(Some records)

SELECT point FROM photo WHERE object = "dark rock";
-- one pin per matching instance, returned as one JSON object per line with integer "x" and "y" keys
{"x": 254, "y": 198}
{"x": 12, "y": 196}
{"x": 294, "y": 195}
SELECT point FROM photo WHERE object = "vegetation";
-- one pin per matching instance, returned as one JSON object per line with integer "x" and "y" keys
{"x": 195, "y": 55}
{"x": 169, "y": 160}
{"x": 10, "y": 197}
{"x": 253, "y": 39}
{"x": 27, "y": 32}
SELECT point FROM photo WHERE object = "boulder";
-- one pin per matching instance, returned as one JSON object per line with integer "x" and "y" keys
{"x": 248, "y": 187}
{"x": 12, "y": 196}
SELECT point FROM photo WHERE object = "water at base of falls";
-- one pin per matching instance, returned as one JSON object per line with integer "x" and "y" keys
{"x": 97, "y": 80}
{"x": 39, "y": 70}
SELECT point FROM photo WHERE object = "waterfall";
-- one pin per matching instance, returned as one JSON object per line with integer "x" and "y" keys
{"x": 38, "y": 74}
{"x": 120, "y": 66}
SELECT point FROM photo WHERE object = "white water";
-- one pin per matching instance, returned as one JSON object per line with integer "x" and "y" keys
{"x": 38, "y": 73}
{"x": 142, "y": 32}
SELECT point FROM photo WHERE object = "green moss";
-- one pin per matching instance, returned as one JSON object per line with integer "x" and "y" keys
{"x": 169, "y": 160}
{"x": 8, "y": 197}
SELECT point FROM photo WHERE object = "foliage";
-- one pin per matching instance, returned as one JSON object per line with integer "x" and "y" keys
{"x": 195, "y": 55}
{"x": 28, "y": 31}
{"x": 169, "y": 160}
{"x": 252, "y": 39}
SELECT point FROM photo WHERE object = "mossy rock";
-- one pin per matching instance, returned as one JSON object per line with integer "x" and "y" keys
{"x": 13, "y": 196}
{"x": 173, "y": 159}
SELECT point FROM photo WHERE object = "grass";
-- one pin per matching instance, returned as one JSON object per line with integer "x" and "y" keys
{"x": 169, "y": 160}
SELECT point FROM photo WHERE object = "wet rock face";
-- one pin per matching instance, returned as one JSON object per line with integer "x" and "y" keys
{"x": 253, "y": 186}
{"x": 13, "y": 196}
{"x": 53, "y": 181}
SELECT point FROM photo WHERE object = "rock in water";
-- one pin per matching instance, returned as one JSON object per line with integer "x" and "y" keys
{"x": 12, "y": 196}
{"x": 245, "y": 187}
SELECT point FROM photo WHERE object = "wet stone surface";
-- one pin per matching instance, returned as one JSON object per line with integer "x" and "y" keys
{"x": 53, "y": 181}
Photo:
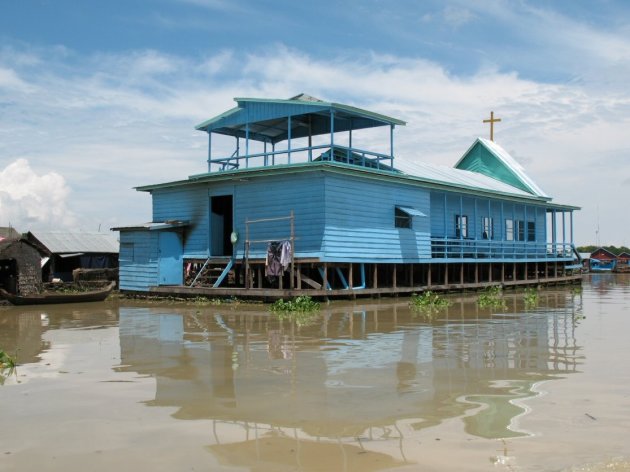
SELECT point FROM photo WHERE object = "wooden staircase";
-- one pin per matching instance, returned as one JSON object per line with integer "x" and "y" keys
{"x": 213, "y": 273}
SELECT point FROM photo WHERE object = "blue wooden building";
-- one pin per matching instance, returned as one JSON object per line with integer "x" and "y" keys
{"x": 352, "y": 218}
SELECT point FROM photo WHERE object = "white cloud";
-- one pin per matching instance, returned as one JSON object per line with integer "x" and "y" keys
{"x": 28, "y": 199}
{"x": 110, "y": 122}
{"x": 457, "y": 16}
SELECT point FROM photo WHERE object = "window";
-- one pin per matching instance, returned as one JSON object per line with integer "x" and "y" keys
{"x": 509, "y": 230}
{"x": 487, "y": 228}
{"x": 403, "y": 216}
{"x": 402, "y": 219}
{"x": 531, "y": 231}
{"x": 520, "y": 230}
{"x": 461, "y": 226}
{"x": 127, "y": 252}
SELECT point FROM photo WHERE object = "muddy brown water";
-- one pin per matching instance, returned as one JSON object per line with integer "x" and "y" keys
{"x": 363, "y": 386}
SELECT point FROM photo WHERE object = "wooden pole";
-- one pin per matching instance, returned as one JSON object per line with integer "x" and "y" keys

BRIEF: In your copy, repeat each record exactly and include no pictures.

RESPONSE:
SELECT point FROM photo WHERE object = "dark rock";
-- one pin per matching instance, returned as one JSON object per line with integer "x" and "y" keys
{"x": 254, "y": 198}
{"x": 12, "y": 196}
{"x": 294, "y": 195}
SELECT point FROM photo WHERE object = "vegetation";
-- one pin per matching instance, returned as one JSON object per line with integer "x" and "y" keys
{"x": 195, "y": 55}
{"x": 169, "y": 160}
{"x": 10, "y": 197}
{"x": 253, "y": 39}
{"x": 27, "y": 32}
SELECT point FROM photo WHERE object = "boulder";
-- one pin per matching instance, returned as one JSON object per line with integer "x" and "y" keys
{"x": 248, "y": 187}
{"x": 12, "y": 196}
SELECT point FROM photo WHERE object = "water at base of falls";
-- one pin per matching instance, returned as one JSON object per line with integer "x" and "y" keys
{"x": 97, "y": 80}
{"x": 39, "y": 70}
SELECT point FROM photo WHERE object = "waterfall";
-- one pin per matching instance, returned as one JSON object per line with integer "x" and "y" keys
{"x": 38, "y": 74}
{"x": 120, "y": 66}
SELECT point FROM photo WHERE object = "white water";
-- one pin per matching instance, returned as one JSON object per line with integer "x" and "y" keys
{"x": 38, "y": 73}
{"x": 142, "y": 32}
SELECT point FROM photo WHERE object = "green moss";
-- one pin per matching instance, returned as one JSON object per line with integer "x" and "y" keys
{"x": 169, "y": 160}
{"x": 8, "y": 197}
SELECT point FROM photo WHERE object = "foliage";
-- one pin per matching instance, returned as one JSON object per line with integer "x" and "y" keys
{"x": 195, "y": 55}
{"x": 28, "y": 31}
{"x": 169, "y": 160}
{"x": 252, "y": 39}
SELECT point FROM photo WHERE object = "mossy rock";
-- one pin per matching instance, returned as one JSON object per line with integer "x" and "y" keys
{"x": 13, "y": 196}
{"x": 173, "y": 159}
SELECT point FROM photo WHERE object = "grass";
-- one pin per matching instance, returned as one JSON object per line with integer "x" and "y" keys
{"x": 169, "y": 160}
SELECT point FROM photo WHERE object = "wet rock face";
-- one pin per matching instance, returned as one JSON object per line with integer "x" and "y" keys
{"x": 253, "y": 186}
{"x": 13, "y": 196}
{"x": 53, "y": 181}
SELECT point FROM photo WHERE object = "rock in water";
-- one pin per matching instance, returned as one JSON object per line with integer "x" and "y" keys
{"x": 12, "y": 196}
{"x": 245, "y": 187}
SELECT point FROM photo WHERE object = "wet stone surface";
-- one pin per matching instance, returned as one JSON object per line with integer "x" and "y" keys
{"x": 53, "y": 181}
Photo:
SELECT point FROM photo WHERE object = "wooden staircase";
-- one pin per matching instance, returned as one JSON object per line with integer "x" and "y" keys
{"x": 213, "y": 273}
SELECT point FROM photo WHERE object = "blue wooden building";
-- one pin per matching instance, returned as one JSON object per line with integer "x" and "y" keys
{"x": 352, "y": 218}
SELECT point FROM photo WHERE object = "white cloud";
-- one pin per matching instance, returned as one JSON object per line with integer "x" and "y" keys
{"x": 28, "y": 199}
{"x": 110, "y": 122}
{"x": 457, "y": 16}
SELECT point FROM photo WHERE object = "window";
-- one pin per matching instance, returned as one JSON object per line with integer "x" and "y" keys
{"x": 509, "y": 230}
{"x": 487, "y": 228}
{"x": 403, "y": 216}
{"x": 402, "y": 219}
{"x": 531, "y": 231}
{"x": 520, "y": 230}
{"x": 461, "y": 226}
{"x": 127, "y": 252}
SELECT point FROM photo WHERE object = "muddy brown water";
-- one pin per matching instance, returned as one JSON object per line with integer "x" and "y" keys
{"x": 363, "y": 386}
SELECT point FROM photo WHERE object = "wooden pole";
-- one pin per matching instance, returned as one JSON object per line with integer "x" and "y" keys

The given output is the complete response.